(Recorded data)
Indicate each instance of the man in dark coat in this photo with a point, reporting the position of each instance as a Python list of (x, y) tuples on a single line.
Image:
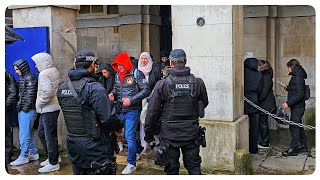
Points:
[(296, 102), (266, 102), (172, 114), (106, 77), (87, 114), (11, 100), (252, 80), (27, 114)]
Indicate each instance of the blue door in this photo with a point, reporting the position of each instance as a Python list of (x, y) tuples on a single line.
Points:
[(36, 39)]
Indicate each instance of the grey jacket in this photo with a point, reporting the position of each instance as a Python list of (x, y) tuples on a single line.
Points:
[(48, 81)]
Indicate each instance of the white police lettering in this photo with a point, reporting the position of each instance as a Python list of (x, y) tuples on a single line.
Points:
[(182, 86), (66, 92)]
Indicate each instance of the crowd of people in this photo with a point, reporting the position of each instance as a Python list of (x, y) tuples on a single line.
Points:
[(134, 101)]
(End Recorded data)
Goal of the exercise - Wherever an image sits in the data, omit it; everything else must be copied exactly.

Solved problem -
Indicate each instance of the man in dark coat in this photo with a point, reporting the position of each instance as a Python list of (x, y) tuples on a single line.
Image:
Points:
[(296, 102), (266, 102), (172, 114), (106, 77), (87, 114), (11, 100), (252, 80), (27, 114)]
Indicate each instance of the blue door in this photo with a point, reporting the position of each instance as a Python list of (x, y) tuples on a single line.
Points:
[(36, 39)]
Indicate each instance of the grey jacket in this photo with a point, reporting the position of each instance as a Python list of (x, y) tuples on a single line.
Points:
[(48, 81)]
Indicate each instance of the white police lettering in this photo with a point, reporting the position of each instance as a Python list of (x, y) tuples on a single line.
Points:
[(182, 86), (66, 92)]
Indicate each instance of the crowd of people in this photo with a point, reporting the position of each instance as a Python list of (x, y) tuples on a single line.
Points:
[(134, 101)]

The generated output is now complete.